Your task - Please convert the stretch of items from the start through the line containing "pixel 332 208" into a numbered list, one line per number, leaving out any blank lines.

Entries from a pointing dataset -
<<<<
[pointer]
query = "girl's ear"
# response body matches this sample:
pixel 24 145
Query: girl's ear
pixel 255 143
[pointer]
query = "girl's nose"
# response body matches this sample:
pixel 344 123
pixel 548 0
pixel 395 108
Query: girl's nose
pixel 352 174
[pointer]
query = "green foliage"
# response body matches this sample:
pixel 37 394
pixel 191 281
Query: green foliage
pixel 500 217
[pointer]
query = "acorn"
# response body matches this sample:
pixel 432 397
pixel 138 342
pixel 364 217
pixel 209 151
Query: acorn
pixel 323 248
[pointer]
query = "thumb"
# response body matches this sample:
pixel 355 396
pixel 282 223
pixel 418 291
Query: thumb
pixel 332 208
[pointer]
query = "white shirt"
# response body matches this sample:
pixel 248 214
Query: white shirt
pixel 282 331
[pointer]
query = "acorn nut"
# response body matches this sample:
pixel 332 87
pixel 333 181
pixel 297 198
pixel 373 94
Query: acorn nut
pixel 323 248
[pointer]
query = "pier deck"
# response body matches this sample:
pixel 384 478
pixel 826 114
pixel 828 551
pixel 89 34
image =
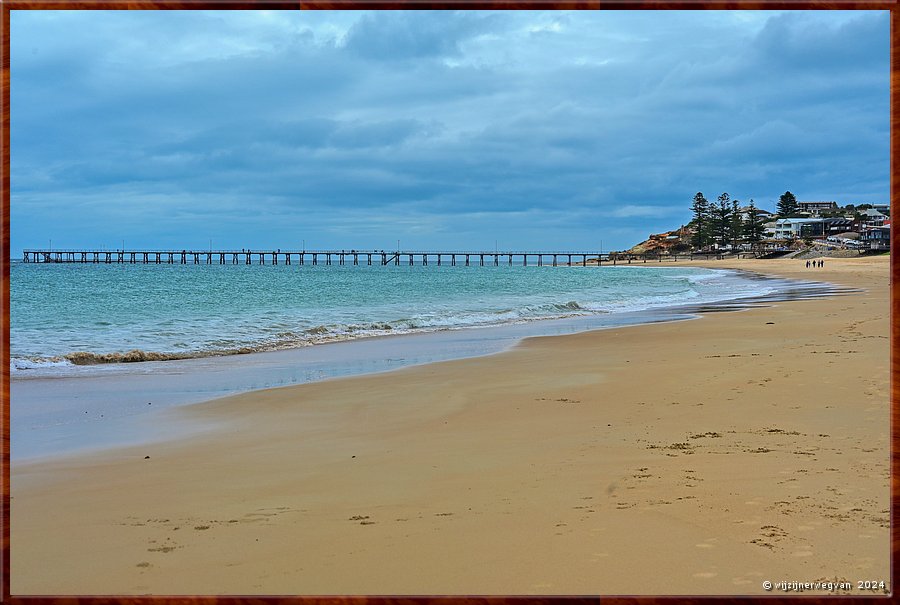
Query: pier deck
>>>>
Expected answer -
1. [pointer]
2. query = "girl's ear"
3. # response body matches this sample:
4. pixel 24 145
5. Query: girl's ear
6. pixel 255 143
7. [pointer]
8. query = "girl's nose"
9. # response body matches this sample:
10. pixel 344 123
11. pixel 548 0
12. pixel 395 108
13. Query: girl's nose
14. pixel 352 174
15. [pointer]
16. query = "green foliage"
17. # response body matches this sample:
18. pixel 37 394
19. pixel 191 281
20. Query: green foliage
21. pixel 500 217
22. [pointer]
23. query = "acorn"
24. # response body matches this sample:
25. pixel 432 397
26. pixel 138 342
27. pixel 364 217
28. pixel 209 151
29. Query: acorn
30. pixel 323 248
31. [pointer]
32. query = "thumb"
33. # response body matches this sample:
34. pixel 355 396
35. pixel 282 223
36. pixel 418 291
37. Query: thumb
38. pixel 332 208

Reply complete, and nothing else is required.